__Written instruction__
Leave the pictures out. Return all other data exactly.

Box annotations for photos:
START
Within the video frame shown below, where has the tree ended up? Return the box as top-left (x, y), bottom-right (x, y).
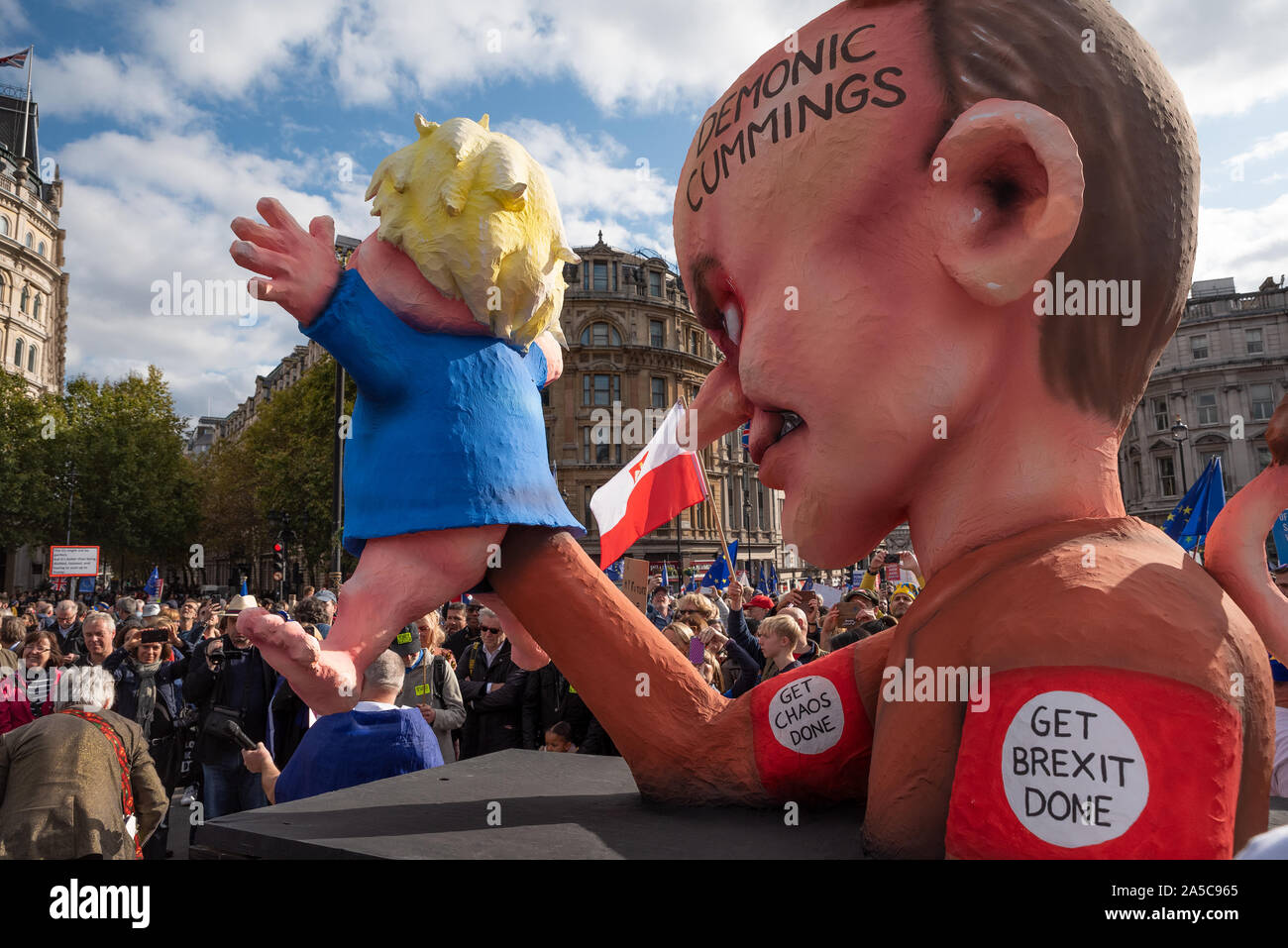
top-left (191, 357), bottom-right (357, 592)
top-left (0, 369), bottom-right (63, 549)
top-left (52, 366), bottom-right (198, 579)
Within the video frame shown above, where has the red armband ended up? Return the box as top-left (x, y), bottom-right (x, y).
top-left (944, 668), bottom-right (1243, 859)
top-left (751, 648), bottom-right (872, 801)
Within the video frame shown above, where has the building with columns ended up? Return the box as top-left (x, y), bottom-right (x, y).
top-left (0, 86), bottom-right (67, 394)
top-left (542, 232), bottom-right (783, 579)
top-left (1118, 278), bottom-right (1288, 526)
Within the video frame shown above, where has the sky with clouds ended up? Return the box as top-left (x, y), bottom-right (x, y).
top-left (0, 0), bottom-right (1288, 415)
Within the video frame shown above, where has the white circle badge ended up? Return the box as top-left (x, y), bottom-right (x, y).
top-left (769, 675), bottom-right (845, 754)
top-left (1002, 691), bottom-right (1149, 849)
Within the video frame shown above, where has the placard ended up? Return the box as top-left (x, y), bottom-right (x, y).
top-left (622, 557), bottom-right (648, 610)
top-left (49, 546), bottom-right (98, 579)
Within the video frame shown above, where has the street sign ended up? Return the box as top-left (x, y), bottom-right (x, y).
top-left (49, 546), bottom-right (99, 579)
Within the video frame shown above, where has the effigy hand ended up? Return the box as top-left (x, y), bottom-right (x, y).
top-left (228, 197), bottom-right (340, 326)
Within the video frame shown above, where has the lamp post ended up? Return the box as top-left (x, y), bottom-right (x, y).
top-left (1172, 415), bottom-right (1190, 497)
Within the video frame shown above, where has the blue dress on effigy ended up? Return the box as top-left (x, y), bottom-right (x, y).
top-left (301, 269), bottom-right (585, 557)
END
__Solution__
Within the video frame shown below, where has the tree ended up? Return the box as top-left (x, y), bottom-right (x, y).
top-left (191, 357), bottom-right (357, 592)
top-left (0, 369), bottom-right (63, 549)
top-left (52, 366), bottom-right (198, 579)
Within the video frame shown above, where has the red armband ended up? Return the box as top-left (x, y), bottom-right (x, y).
top-left (944, 668), bottom-right (1243, 859)
top-left (751, 648), bottom-right (872, 801)
Within the video frame shown above, where has the building with columns ended up? Return the box as top-left (x, y), bottom-right (x, y).
top-left (0, 86), bottom-right (67, 394)
top-left (542, 232), bottom-right (783, 579)
top-left (1118, 278), bottom-right (1288, 526)
Within the video frame shown above, where has the sky with clouds ended up? Return the box as top-left (x, y), bottom-right (x, y).
top-left (0, 0), bottom-right (1288, 415)
Within the video frame shown above, where has the white circle badge ended up? Return the box as top-left (x, y), bottom-right (x, y).
top-left (769, 675), bottom-right (845, 754)
top-left (1002, 691), bottom-right (1149, 849)
Within the video frame shown above, where has the placard ended up? Return the box as top-left (x, y), bottom-right (x, y).
top-left (622, 557), bottom-right (648, 610)
top-left (49, 546), bottom-right (98, 579)
Within the video frame shown above, where has the street sign ended up? Return the box as top-left (x, y), bottom-right (x, y).
top-left (49, 546), bottom-right (99, 579)
Within the video frame shown above, where has the effigy hand ended up? Return the box as top-left (x, y), bottom-right (x, y).
top-left (228, 197), bottom-right (340, 326)
Within the video frame shown above, where has the lamp post ended up? Return the box as top-left (x, y), bottom-right (x, y).
top-left (1172, 415), bottom-right (1190, 497)
Within the video frame shown above, where has the blue dress on effigy ended up? Return the box as top-left (x, y), bottom-right (x, y).
top-left (301, 269), bottom-right (585, 557)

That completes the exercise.